-- start Given text --
Stanley Renshon, writing for the anti-immigration think tank Center for immigration studies, cites what he views as a rise in tension between mainstream and migrant communities as evidence of the need to maintain a strong national identity and culture. He asserts that the fact that a second citizenship can be obtained without giving anything up (such as the loss of public benefits, welfare, healthcare, retirement funds, and job opportunities in the country of origin in exchange for citizenship in a new country) both trivializes what it means to be a citizen.

In effect, this approach argues that the self-centered taking of an additional citizenship contradicts what it means to be a citizen, in that it becomes a convenient and painless means of attaining improved economic opportunity without any real consequences and can just as easily be discarded when it is no longer beneficial. Proponents argue that dual citizenship can actually encourage political activity providing an avenue for immigrants who are unwilling to forsake their country of origin either out of loyalty or based on a feeling of separation from the mainstream society because of language, culture, religion, or ethnicity.

A 2007 academic study concluded that dual citizens had a negative effect on the assimilation and political connectedness of first-generation Latino immigrants to the United States, finding dual citizens:

- 32% less likely to be fluent in English
- 18% less likely to identify as "American"
- 19% less likely to consider the US as their homeland
- 18% less likely to express high levels of civic duty
- 9% less likely to register to vote
- 15% less likely to have ever voted in a national election

The study also noted that although dual nationality is likely to disconnect immigrants from the American political system and impede assimilation, the initial signs suggest that these effects seem to be limited almost exclusively to the first generation (although it is mentioned that a full assessment of dual nationality beyond the first generation is not possible with present data).

Concern over the effect of multiple citizenship on national cohesiveness is generally more acute in the United States. The reason for this is twofold:
- The United States is a "civic" nation and not an "ethnic" nation. American citizenship is not based on belonging to a particular ethnicity but on political loyalty to American democracy and values. Regimes based on ethnicity, which support the doctrine of perpetual allegiance as one is always a member of the ethnic nation, are not concerned with assimilating non-ethnics since they can never become true citizens. In contrast, the essence of a civic nation makes it imperative that immigrants assimilate into the greater whole as there is not an "ethnic" cohesiveness uniting the populace.
- The United States is an immigrant nation. As immigration is primarily directed at family reunification and refugee status rather than education and job skills, the pool of candidates tends to be poorer, less educated, and consistently from less stable countries (either non-democracies or fragile ones) with less familiarity or understanding of American values, making their assimilation both more difficult and more important.
-- end Given text --
[Set tasks]
• 1. Rewrite the passage on dual citizenship from "In effect, this" down to "religion, or ethnicity.", replacing "dual citizenship" with "multiple citizenship".
• 2. Answer these questions using the passage on dual citizenship:
(a) In what year was the academic study on first-generation Latino immigrants carried out?
(b) By what percentage were dual citizens in that study less likely to register to vote?
(c) For which think tank was Stanley Renshon writing?
The material after the passage on dual citizenship has no part in this.
-- start Available data --
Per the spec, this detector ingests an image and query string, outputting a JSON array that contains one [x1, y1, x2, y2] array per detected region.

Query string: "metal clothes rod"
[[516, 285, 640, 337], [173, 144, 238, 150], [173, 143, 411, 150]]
-- end Available data --
[Answers to each task]
• 1.
In effect, this approach argues that the self-centered taking of an additional citizenship contradicts what it means to be a citizen, in that it becomes a convenient and painless means of attaining improved economic opportunity without any real consequences and can just as easily be discarded when it is no longer beneficial. Proponents argue that multiple citizenship can actually encourage political activity providing an avenue for immigrants who are unwilling to forsake their country of origin either out of loyalty or based on a feeling of separation from the mainstream society because of language, culture, religion, or ethnicity.

• 2.
(a) 2007
(b) 9%
(c) The Center for immigration studies